**RECORDS TO PROCESS:**
....

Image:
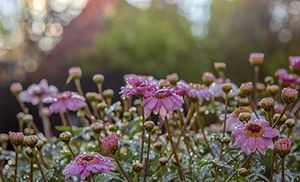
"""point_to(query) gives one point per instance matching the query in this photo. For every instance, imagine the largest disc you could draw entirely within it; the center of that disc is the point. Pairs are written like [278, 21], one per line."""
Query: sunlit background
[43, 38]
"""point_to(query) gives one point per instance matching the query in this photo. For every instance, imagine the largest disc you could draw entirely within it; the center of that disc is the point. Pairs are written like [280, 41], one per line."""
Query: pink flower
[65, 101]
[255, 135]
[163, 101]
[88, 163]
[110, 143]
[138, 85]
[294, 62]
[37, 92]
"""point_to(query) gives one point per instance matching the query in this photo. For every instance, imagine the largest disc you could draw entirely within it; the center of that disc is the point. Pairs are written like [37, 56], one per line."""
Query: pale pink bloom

....

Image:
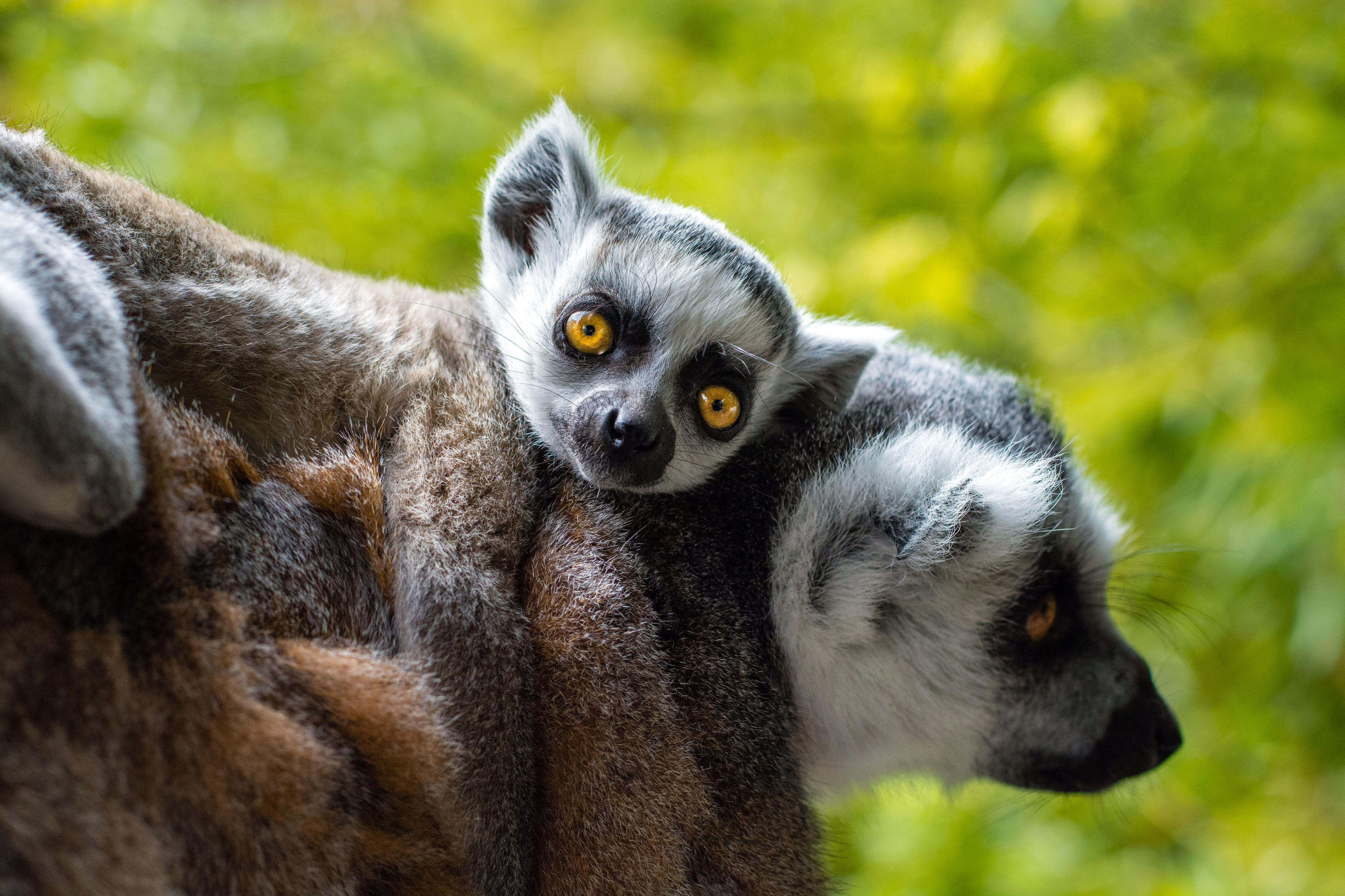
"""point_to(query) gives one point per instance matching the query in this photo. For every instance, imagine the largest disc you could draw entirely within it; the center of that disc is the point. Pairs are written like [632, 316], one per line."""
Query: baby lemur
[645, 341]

....

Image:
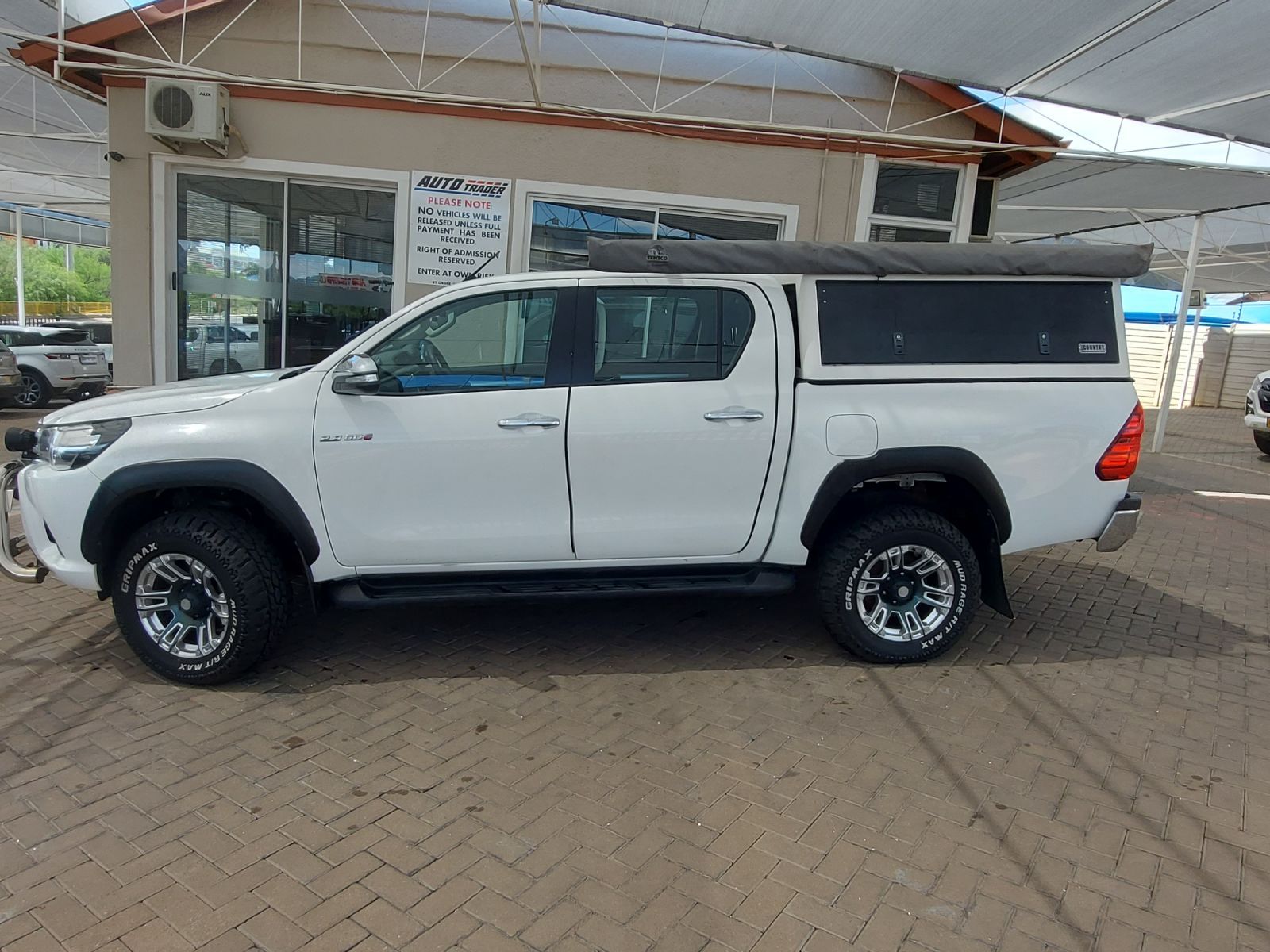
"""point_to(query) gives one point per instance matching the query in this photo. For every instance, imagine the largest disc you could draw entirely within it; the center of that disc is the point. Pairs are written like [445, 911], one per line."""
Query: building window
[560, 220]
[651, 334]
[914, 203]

....

**STATED TASK:** In the records above, repeat word for word the lines that start with the line containing "[37, 56], one" and end with the line containing "Query: pale pink bloom", both ends included.

**EXERCISE OUTPUT:**
"""point_to(query) gives one point per instance matching the query in this photo. For every instance, imagine the largest disc you could draw entirely within it; the center of that disc is the point. Pairs are written like [37, 56], one per line."""
Query: pale pink bloom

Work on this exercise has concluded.